*REQUIRED WORK*. When you reach the line with "positive clicks: (563, 27)" in the data below, begin printing lines exactly, and stop once the line with "24L530 30H580L587 25L582" has been printed.
(THE DATA Opens)
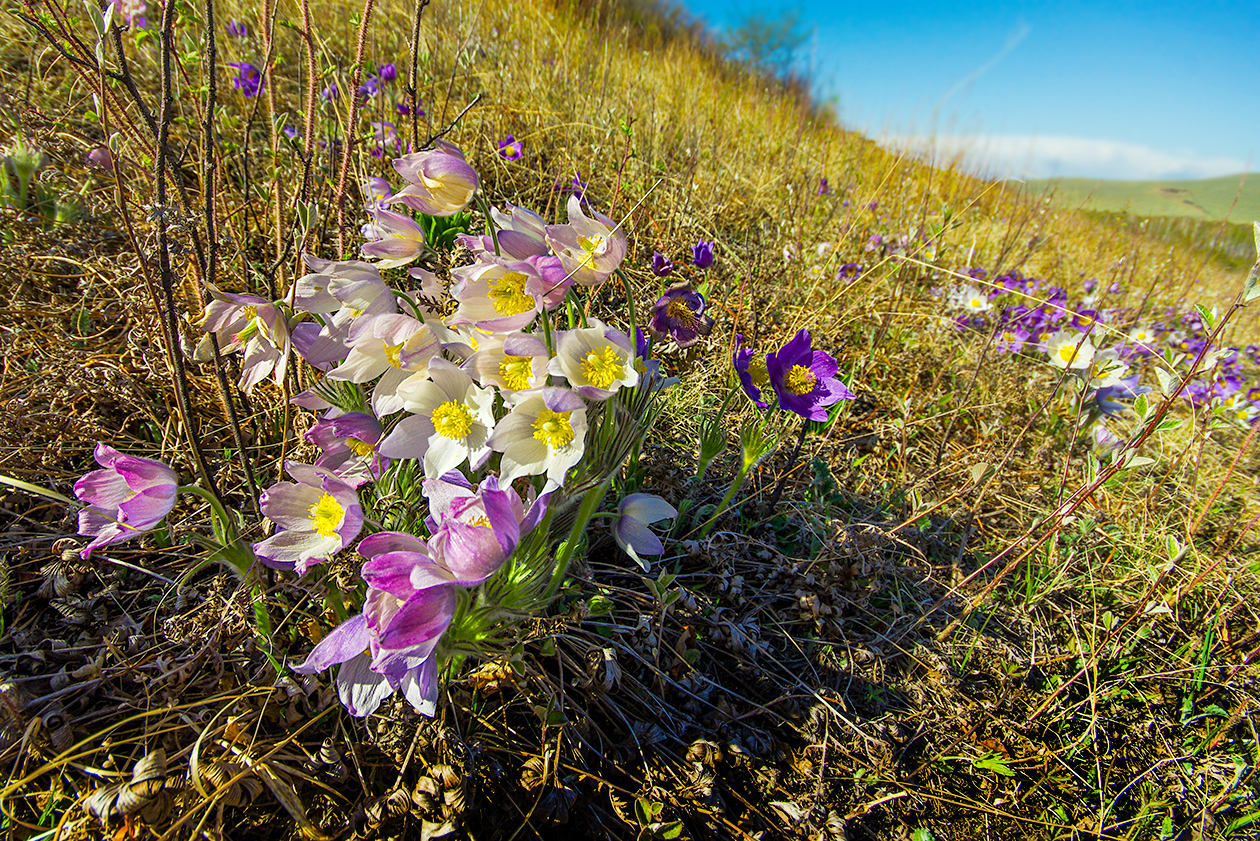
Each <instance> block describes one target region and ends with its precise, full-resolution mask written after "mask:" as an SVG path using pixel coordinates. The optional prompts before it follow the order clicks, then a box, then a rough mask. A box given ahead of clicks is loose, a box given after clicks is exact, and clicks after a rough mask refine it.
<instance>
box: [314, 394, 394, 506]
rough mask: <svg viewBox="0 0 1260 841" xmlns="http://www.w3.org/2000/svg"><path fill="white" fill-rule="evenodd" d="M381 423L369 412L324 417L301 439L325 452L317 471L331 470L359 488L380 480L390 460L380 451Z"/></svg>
mask: <svg viewBox="0 0 1260 841" xmlns="http://www.w3.org/2000/svg"><path fill="white" fill-rule="evenodd" d="M381 435H382V431H381V422H379V421H378V420H377V419H375V417H373V416H372V415H368V414H367V412H348V414H344V415H338V416H335V417H323V419H320V420H318V421H315V424H314V425H312V426H311V427H310V429H309V430H306V431H305V432H302V438H304V439H306V440H307V441H310V443H311V444H314V445H315V446H318V448H320V449H321V450H324V454H323V455H320V456H319V458H318V459H316V460H315V467H318V468H324V469H326V470H331V472H333V473H335V474H336V475H338V477H340V478H341V479H345V480H347V482H348V483H350V484H352V485H354V487H355V488H358V487H359V485H360V484H363V483H364V482H367V480H368V479H381V474H382V472H383V470H384V469H386V468H387V467H388V465H389V459H387V458H384V456H382V455H381V454H379V453H378V451H377V444H379V441H381Z"/></svg>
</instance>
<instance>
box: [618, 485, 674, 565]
mask: <svg viewBox="0 0 1260 841" xmlns="http://www.w3.org/2000/svg"><path fill="white" fill-rule="evenodd" d="M677 516H678V509H677V508H674V507H673V506H672V504H669V503H668V502H665V501H664V499H662V498H660V497H658V496H655V494H651V493H631V494H627V496H625V497H622V498H621V502H619V503H617V522H616V525H614V526H612V538H614V540H615V541H616V542H617V546H620V547H621V550H622V551H624V552H625V554H626V555H629V556H630V557H633V559H634V560H635V562H636V564H638V565H639V566H641V567H643V570H644V571H645V572H646V571H648V561H645V560H643V559H641V557H639V556H640V555H662V554H664V551H665V546H664V545H663V543H662V542H660V538H659V537H656V536H655V535H654V533H653V532H651V530H649V528H648V526H649V525H650V523H655V522H659V521H662V519H672V518H673V517H677Z"/></svg>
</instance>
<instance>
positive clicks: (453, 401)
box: [381, 357, 494, 478]
mask: <svg viewBox="0 0 1260 841" xmlns="http://www.w3.org/2000/svg"><path fill="white" fill-rule="evenodd" d="M397 396H398V398H399V400H402V403H403V407H404V409H406V410H407V411H410V412H412V415H410V416H407V417H404V419H402V420H401V421H398V424H396V425H394V427H393V430H392V431H391V432H389V435H388V436H387V438H386V440H383V441H382V443H381V453H382V454H383V455H387V456H389V458H399V459H422V460H423V465H425V475H426V477H428V478H436V477H440V475H442V474H445V473H447V472H450V470H454V469H455V468H457V467H460V464H462V463H464V461H465V460H467V463H469V465H470V467H471V468H473V469H474V470H478V469H480V468H481V465H483V464H485V460H486V459H488V458H490V448H489V446H488V445H486V439H488V438H489V436H490V429H491V427H493V426H494V411H493V410H494V392H493V391H491V390H489V388H481V387H479V386H478V385H475V383H474V382H473V378H471V377H469V374H467V373H465V372H464V371H460V369H459V368H456V367H455V366H454V364H451V363H450V362H447V361H446V359H444V358H441V357H435V358H433V359H431V361H430V363H428V378H427V380H426V378H422V377H420V376H412V377H410V378H408V380H406V381H404V382H402V383H401V385H399V386H398V390H397Z"/></svg>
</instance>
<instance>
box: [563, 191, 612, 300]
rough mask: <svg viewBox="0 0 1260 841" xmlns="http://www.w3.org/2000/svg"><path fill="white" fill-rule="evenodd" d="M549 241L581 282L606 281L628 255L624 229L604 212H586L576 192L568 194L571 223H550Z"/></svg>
mask: <svg viewBox="0 0 1260 841" xmlns="http://www.w3.org/2000/svg"><path fill="white" fill-rule="evenodd" d="M547 242H548V243H551V247H552V251H554V252H556V256H557V257H559V260H561V262H562V264H563V265H564V271H567V272H568V274H570V275H572V276H573V282H576V284H578V285H581V286H591V285H593V284H601V282H604V281H605V280H606V279H607V277H609V275H611V274H612V272H614V271H616V269H617V267H619V266H620V265H621V261H622V260H625V256H626V235H625V231H622V229H621V228H620V226H617V223H616V222H614V221H612V219H610V218H609V217H606V216H604V214H602V213H597V212H595V211H592V212H591V216H590V217H588V216H586V213H583V212H582V203H581V202H580V200H578V199H577V197H576V195H570V197H568V224H551V226H547Z"/></svg>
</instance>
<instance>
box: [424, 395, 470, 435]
mask: <svg viewBox="0 0 1260 841" xmlns="http://www.w3.org/2000/svg"><path fill="white" fill-rule="evenodd" d="M431 420H432V421H433V429H435V430H437V434H438V435H441V436H442V438H449V439H451V440H452V441H462V440H464V439H465V438H467V436H469V430H471V429H473V412H470V411H469V407H467V406H465V405H464V403H461V402H459V401H456V400H447V401H446V402H445V403H442V405H441V406H438V407H437V409H435V410H433V415H432V419H431Z"/></svg>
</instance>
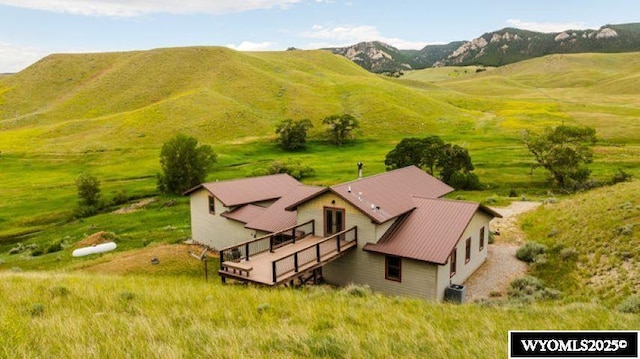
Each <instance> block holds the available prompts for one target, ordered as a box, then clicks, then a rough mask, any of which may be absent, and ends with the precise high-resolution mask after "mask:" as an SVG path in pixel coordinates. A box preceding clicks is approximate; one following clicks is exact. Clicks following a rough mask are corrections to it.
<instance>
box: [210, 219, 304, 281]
mask: <svg viewBox="0 0 640 359" xmlns="http://www.w3.org/2000/svg"><path fill="white" fill-rule="evenodd" d="M314 234H315V222H314V221H313V220H310V221H309V222H305V223H302V224H298V225H295V226H293V227H289V228H286V229H283V230H281V231H278V232H274V233H270V234H267V235H265V236H262V237H258V238H256V239H252V240H250V241H247V242H243V243H240V244H236V245H233V246H230V247H226V248H224V249H221V250H220V251H219V253H220V269H223V263H224V262H226V261H232V262H240V261H248V260H249V259H250V258H251V257H253V256H255V255H256V254H259V253H262V252H266V251H272V252H273V251H274V250H275V249H276V248H278V247H280V246H283V245H286V244H289V243H295V242H296V241H297V240H299V239H301V238H304V237H306V236H308V235H314Z"/></svg>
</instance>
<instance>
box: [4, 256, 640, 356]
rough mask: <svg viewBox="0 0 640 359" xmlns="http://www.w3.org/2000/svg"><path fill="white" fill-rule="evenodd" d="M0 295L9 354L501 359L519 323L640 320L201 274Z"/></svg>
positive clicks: (521, 307) (95, 284) (113, 277)
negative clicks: (266, 284) (435, 301)
mask: <svg viewBox="0 0 640 359" xmlns="http://www.w3.org/2000/svg"><path fill="white" fill-rule="evenodd" d="M160 265H162V262H161V264H160ZM0 303H2V304H3V305H2V306H0V324H1V325H0V348H1V349H0V356H2V357H30V358H37V357H88V358H101V357H162V358H181V357H216V358H238V357H250V358H257V357H278V358H293V357H325V358H345V357H347V358H348V357H371V358H390V357H395V358H397V357H403V358H406V357H429V358H454V357H455V358H463V357H464V358H500V357H505V356H506V354H507V332H508V330H514V329H529V330H533V329H547V330H549V329H558V330H560V329H573V330H576V329H589V330H593V329H637V328H638V327H640V317H638V316H637V315H633V314H622V313H618V312H616V311H612V310H609V309H606V308H604V307H601V306H599V305H598V304H573V305H566V306H555V305H548V304H539V305H531V306H526V307H521V306H500V307H491V306H489V307H485V306H480V305H472V304H470V305H461V306H458V305H451V304H433V303H427V302H424V301H421V300H414V299H409V298H394V297H386V296H381V295H377V294H373V293H371V292H369V291H368V290H366V289H365V288H362V287H347V288H344V289H333V288H330V287H325V286H319V287H309V288H303V289H297V290H292V289H287V288H280V289H261V288H253V287H245V286H221V285H220V284H217V282H213V283H208V284H207V283H205V282H204V280H203V279H202V278H195V277H193V276H183V277H180V276H170V277H166V276H136V275H128V276H114V275H102V276H95V275H83V274H55V273H40V272H33V273H25V274H22V273H6V272H5V273H0Z"/></svg>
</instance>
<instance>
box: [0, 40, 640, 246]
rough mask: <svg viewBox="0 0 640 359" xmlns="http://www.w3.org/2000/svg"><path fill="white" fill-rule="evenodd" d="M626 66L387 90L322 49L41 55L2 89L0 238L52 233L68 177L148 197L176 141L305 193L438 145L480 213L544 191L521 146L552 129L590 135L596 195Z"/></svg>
mask: <svg viewBox="0 0 640 359" xmlns="http://www.w3.org/2000/svg"><path fill="white" fill-rule="evenodd" d="M638 65H639V62H638V56H637V53H632V54H609V55H606V54H605V55H599V54H579V55H554V56H548V57H543V58H539V59H534V60H529V61H525V62H520V63H517V64H512V65H508V66H504V67H501V68H499V69H488V70H487V71H484V72H476V69H475V68H459V67H456V68H438V69H426V70H420V71H412V72H408V73H407V74H406V75H405V76H403V77H402V78H400V79H394V78H389V77H386V76H380V75H376V74H372V73H370V72H367V71H365V70H364V69H362V68H360V67H359V66H357V65H356V64H354V63H352V62H351V61H349V60H347V59H345V58H344V57H341V56H337V55H333V54H331V53H329V52H327V51H286V52H259V53H241V52H236V51H233V50H229V49H226V48H215V47H214V48H205V47H196V48H177V49H157V50H151V51H136V52H124V53H102V54H73V55H65V54H60V55H52V56H49V57H47V58H45V59H43V60H42V61H40V62H38V63H36V64H34V65H33V66H31V67H30V68H28V69H26V70H24V71H22V72H21V73H18V74H15V75H11V76H5V77H2V78H0V151H2V152H1V153H0V166H2V171H1V172H0V186H1V187H2V189H3V190H2V192H0V224H1V225H2V226H1V227H0V241H3V240H6V241H7V242H9V243H12V242H16V241H19V240H20V238H23V236H27V238H29V237H28V236H30V235H31V233H38V234H37V236H38V238H46V237H47V234H46V232H42V231H43V230H45V229H49V228H52V227H55V226H56V225H57V224H59V223H64V222H65V221H66V220H67V219H68V217H69V213H70V212H71V211H72V210H73V207H74V202H75V186H74V180H75V178H76V177H77V176H78V175H79V174H81V173H85V172H91V173H93V174H94V175H96V176H98V178H99V179H100V180H101V181H102V185H103V192H104V194H105V197H112V196H114V193H123V192H124V193H125V194H126V196H127V197H130V198H132V199H135V198H140V197H146V196H152V195H155V194H156V189H155V174H156V172H157V171H158V170H159V164H158V154H159V151H160V147H161V146H162V144H163V143H164V142H165V141H166V140H167V139H169V138H170V137H172V136H174V135H175V134H176V133H178V132H182V133H186V134H189V135H192V136H194V137H196V138H198V139H199V140H200V141H201V142H203V143H206V144H210V145H212V146H213V148H214V150H215V151H216V152H217V153H218V155H219V156H218V159H219V161H218V164H217V165H216V169H215V171H214V173H212V174H211V176H210V179H211V180H214V179H225V178H233V177H243V176H247V175H249V174H251V173H252V172H253V171H255V170H260V169H264V168H265V167H267V166H268V165H269V164H271V163H272V162H273V161H275V160H284V159H294V160H299V161H301V162H303V163H305V164H307V165H309V166H311V167H313V168H314V169H315V171H316V177H314V178H312V179H310V180H308V181H309V182H311V183H316V184H334V183H337V182H341V181H346V180H349V179H351V178H353V176H354V169H353V168H354V166H355V163H356V162H358V161H363V162H365V163H366V169H365V171H367V173H376V172H381V171H384V170H385V167H384V157H385V155H386V153H388V152H389V151H390V150H391V149H392V148H393V146H395V144H396V143H397V142H398V141H399V140H400V139H402V138H403V137H407V136H427V135H431V134H436V135H439V136H441V137H443V138H444V139H445V140H447V141H449V142H454V143H456V144H460V145H462V146H465V147H466V148H468V149H469V151H470V154H471V156H472V158H473V163H474V165H475V167H476V172H477V173H478V175H479V176H480V178H481V181H482V182H483V183H485V184H486V185H487V186H488V188H489V189H488V190H487V191H489V192H488V193H487V192H484V193H480V194H474V196H477V197H475V199H479V200H483V199H485V198H487V197H491V196H493V195H496V196H501V195H505V194H507V193H509V192H510V191H511V190H513V189H515V190H517V191H518V192H530V193H532V194H535V193H546V191H547V188H548V187H547V184H546V183H545V180H546V176H545V173H544V172H542V171H537V172H536V173H534V175H533V176H531V175H530V174H529V173H530V166H531V158H530V155H529V154H528V153H527V152H526V149H524V147H523V146H522V144H521V142H520V137H519V136H520V133H521V131H522V130H523V129H532V130H536V129H541V128H543V127H545V126H554V125H558V124H561V123H563V122H564V123H572V124H583V125H589V126H593V127H595V128H596V130H597V131H598V135H599V136H600V138H601V142H600V143H599V145H598V147H597V148H596V157H595V162H594V164H593V166H592V168H593V173H594V176H595V177H596V179H598V180H600V181H603V182H606V181H608V179H609V178H610V177H611V176H612V175H613V174H614V173H616V171H617V170H618V169H624V170H625V171H627V172H629V173H632V174H636V175H637V174H640V173H639V172H638V168H639V167H640V166H638V164H639V160H638V158H640V144H639V143H638V138H640V137H639V136H638V134H639V133H640V124H639V123H638V121H637V118H638V117H640V103H639V100H638V96H637V87H635V86H634V81H635V79H636V78H637V76H638V74H639V73H640V69H639V68H638ZM343 112H346V113H351V114H353V115H354V116H356V117H357V118H358V119H359V120H360V122H361V124H362V126H361V128H360V129H359V131H358V132H357V133H356V138H357V141H355V142H354V143H352V144H351V145H349V146H344V147H342V148H335V147H333V146H331V145H329V144H328V143H326V142H325V141H324V137H323V134H322V132H323V126H322V125H321V123H320V122H321V119H322V118H323V117H325V116H328V115H332V114H336V113H343ZM285 118H294V119H301V118H308V119H310V120H311V121H312V122H313V123H314V125H315V127H314V128H313V129H312V131H311V132H310V134H309V135H310V136H309V137H310V141H309V149H308V150H307V151H302V152H295V153H290V152H283V151H281V150H279V149H278V148H277V146H275V144H274V142H273V141H274V138H275V134H274V129H275V124H276V123H277V122H278V121H280V120H282V119H285ZM43 196H45V197H43ZM43 198H46V200H43ZM176 216H177V217H179V214H176ZM77 230H78V231H81V229H77ZM140 233H143V231H142V230H141V231H140ZM40 236H42V237H40ZM63 237H64V236H63ZM8 249H9V248H7V250H8Z"/></svg>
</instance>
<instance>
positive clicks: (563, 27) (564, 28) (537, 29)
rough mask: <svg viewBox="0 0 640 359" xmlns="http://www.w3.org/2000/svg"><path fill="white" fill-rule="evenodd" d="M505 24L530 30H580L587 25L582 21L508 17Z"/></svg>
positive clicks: (535, 30)
mask: <svg viewBox="0 0 640 359" xmlns="http://www.w3.org/2000/svg"><path fill="white" fill-rule="evenodd" d="M507 24H508V25H509V26H511V27H516V28H518V29H523V30H531V31H538V32H562V31H565V30H580V29H586V28H587V26H586V25H585V23H583V22H565V23H557V22H536V21H522V20H520V19H509V20H507Z"/></svg>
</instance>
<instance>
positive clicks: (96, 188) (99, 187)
mask: <svg viewBox="0 0 640 359" xmlns="http://www.w3.org/2000/svg"><path fill="white" fill-rule="evenodd" d="M76 188H77V189H78V204H79V205H80V206H81V207H94V208H96V209H97V208H98V206H99V205H100V196H101V193H100V181H99V180H98V179H97V178H96V177H95V176H93V175H91V174H88V173H83V174H81V175H80V176H78V178H76Z"/></svg>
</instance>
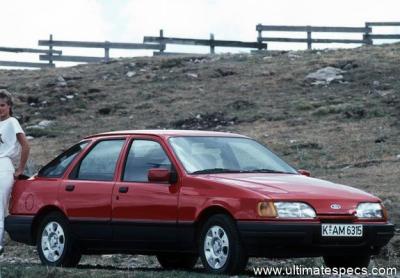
(THE DATA Closes)
*RESULT*.
positive clicks: (563, 27) (564, 28) (537, 29)
rough mask: <svg viewBox="0 0 640 359" xmlns="http://www.w3.org/2000/svg"><path fill="white" fill-rule="evenodd" d="M505 24L530 30H580L587 25L582 21L508 17Z"/></svg>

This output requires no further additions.